What is expected
Put the lines below into a JSON list of strings, one string for each line, omitting any blank lines.

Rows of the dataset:
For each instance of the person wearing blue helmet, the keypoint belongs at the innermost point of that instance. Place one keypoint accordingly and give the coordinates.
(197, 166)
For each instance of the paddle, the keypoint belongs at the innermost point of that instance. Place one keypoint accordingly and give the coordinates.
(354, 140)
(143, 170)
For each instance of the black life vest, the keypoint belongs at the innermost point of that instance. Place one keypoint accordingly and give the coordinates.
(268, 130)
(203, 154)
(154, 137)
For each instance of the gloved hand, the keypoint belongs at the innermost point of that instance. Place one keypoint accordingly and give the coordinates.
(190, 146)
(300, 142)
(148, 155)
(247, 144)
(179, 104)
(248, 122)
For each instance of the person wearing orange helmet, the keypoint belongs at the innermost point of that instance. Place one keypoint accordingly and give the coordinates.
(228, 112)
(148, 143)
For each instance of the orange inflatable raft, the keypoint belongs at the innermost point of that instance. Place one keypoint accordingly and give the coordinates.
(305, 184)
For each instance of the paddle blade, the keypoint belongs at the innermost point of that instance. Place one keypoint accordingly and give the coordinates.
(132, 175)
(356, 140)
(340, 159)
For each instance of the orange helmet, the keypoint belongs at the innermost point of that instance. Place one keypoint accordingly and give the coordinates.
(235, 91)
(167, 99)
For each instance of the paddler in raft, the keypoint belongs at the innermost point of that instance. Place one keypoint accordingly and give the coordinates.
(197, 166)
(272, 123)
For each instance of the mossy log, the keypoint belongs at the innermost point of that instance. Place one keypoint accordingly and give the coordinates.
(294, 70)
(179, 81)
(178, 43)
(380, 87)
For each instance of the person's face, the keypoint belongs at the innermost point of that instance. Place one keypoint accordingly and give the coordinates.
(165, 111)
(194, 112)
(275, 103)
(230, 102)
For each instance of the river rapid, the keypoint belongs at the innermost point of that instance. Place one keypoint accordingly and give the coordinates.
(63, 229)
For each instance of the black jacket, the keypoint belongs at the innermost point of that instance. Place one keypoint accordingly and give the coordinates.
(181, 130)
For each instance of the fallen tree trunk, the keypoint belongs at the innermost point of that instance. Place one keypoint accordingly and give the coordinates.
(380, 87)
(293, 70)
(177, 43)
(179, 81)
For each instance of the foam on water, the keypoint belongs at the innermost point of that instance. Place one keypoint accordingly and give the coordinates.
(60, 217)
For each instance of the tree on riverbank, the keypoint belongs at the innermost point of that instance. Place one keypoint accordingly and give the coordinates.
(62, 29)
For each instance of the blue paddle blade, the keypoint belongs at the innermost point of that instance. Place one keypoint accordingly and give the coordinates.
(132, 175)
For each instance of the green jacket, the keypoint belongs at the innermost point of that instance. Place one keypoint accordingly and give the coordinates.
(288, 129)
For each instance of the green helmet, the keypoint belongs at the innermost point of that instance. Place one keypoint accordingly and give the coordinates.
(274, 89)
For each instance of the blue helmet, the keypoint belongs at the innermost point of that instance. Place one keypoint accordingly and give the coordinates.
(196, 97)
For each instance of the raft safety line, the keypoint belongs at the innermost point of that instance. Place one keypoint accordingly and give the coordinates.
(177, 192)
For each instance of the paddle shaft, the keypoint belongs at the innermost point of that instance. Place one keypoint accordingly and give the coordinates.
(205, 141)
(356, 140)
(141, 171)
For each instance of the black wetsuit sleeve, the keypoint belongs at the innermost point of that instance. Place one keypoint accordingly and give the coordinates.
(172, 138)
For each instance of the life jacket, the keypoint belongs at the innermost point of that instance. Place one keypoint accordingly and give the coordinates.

Final result
[
  "For each instance of the person wearing blue helmet, the keypoint belongs at the innermost point of that instance. Place one keypoint accordingly and give the coordinates.",
  "(197, 166)",
  "For each instance of the paddle, the keypoint belongs at the innermost point of that instance. Place one keypoint accordingly and give the coordinates.",
  "(354, 140)",
  "(143, 170)",
  "For each instance of the black life vest, the keypoint belongs at the innermost point of that instance. Place one keypoint accordingly and give the coordinates.",
  "(268, 130)",
  "(203, 154)",
  "(154, 137)",
  "For each instance of the gloved hand, the keypoint belongs at the innermost point of that instance. Place one keypoint accordingly and give the coordinates.",
  "(190, 146)",
  "(300, 142)",
  "(148, 155)",
  "(247, 144)",
  "(179, 104)",
  "(248, 122)",
  "For each instance of the person wearing orange helmet, the keypoint belongs at the innermost point of that instance. Place one keypoint accordingly and give the coordinates.",
  "(228, 112)",
  "(148, 143)",
  "For each instance of the orange inflatable raft, the keypoint belongs at the innermost point of that instance. Place one keypoint accordingly and give the coordinates.",
  "(305, 184)",
  "For each instance of the paddle blade, the keypoint belongs at the innermost point of that instance. Place one keypoint accordingly and give the coordinates.",
  "(132, 175)",
  "(356, 140)",
  "(340, 159)",
  "For each instance of the orange helmet, the keypoint belongs at the innermost point of that instance. Place one keypoint accordingly and give the coordinates.",
  "(235, 91)",
  "(167, 99)",
  "For each instance of the paddler in raft, the keypoint belongs at the innermost point of that instance. Place one keypoint accordingly and give the coordinates.",
  "(197, 166)",
  "(272, 123)",
  "For each instance of the mossy log, the keypoint belongs at the innermost point of that instance. Place one keypoint accordingly and give the coordinates.",
  "(294, 70)",
  "(179, 81)",
  "(178, 43)",
  "(380, 87)",
  "For each instance of the person's face, the keypoint belongs at the innermost point of that instance. Place one keypoint accordingly and give the coordinates.",
  "(165, 111)",
  "(194, 112)",
  "(275, 103)",
  "(230, 102)",
  "For each instance of the river rapid, the keypoint belongs at the innermost point of that instance. Place one keypoint accordingly and give the coordinates.",
  "(63, 229)",
  "For each instance of the black jacket, the keypoint belongs at the innermost point of that instance. Place one keypoint accordingly and give the coordinates.",
  "(181, 130)",
  "For each instance of the fallen tree trunk, the keypoint belongs at the innermost point of that instance. Place one keypoint accordingly and give the coordinates.",
  "(380, 87)",
  "(293, 70)",
  "(177, 43)",
  "(179, 81)",
  "For each instance of the foam on water, the keypoint belongs at the innermost point of that instance. Place one keypoint accordingly and give the coordinates.",
  "(60, 217)",
  "For each instance of the tree on riverbank, the keypoint belongs at the innermost point of that instance. Place one keypoint accordingly and give the coordinates.",
  "(62, 29)",
  "For each instance of the blue paddle blade, the keypoint belongs at the innermost point of that instance. Place one keypoint accordingly and give the coordinates.",
  "(132, 175)",
  "For each instance of the green jacket, the keypoint belongs at the innermost point of that instance. Place one keypoint accordingly and give the coordinates.",
  "(288, 129)",
  "For each instance of the green helmet, the keypoint belongs at the innermost point of that instance. Place one keypoint accordingly and give the coordinates.",
  "(274, 89)",
  "For each instance of the blue helmet, the keypoint belongs at the innermost point of that instance. Place one keypoint accordingly and give the coordinates.",
  "(196, 97)",
  "For each instance of the raft safety line, the keypoint belongs at the innermost point of that instance. Place one keypoint accordingly and give the coordinates.",
  "(177, 192)",
  "For each instance of the paddle shaft, the keypoint belongs at the innermost point of that instance. Place one keypoint accordingly and give the coordinates.",
  "(205, 141)",
  "(356, 140)",
  "(141, 171)",
  "For each instance of the black wetsuit sleeve, the keypoint belongs at the innermost point of that instance. Place one keypoint accordingly and give the coordinates.",
  "(172, 138)",
  "For each instance of the life jacket, the keypoint belongs at the innermost point of that instance. Place one keypoint accordingly and give the coordinates."
]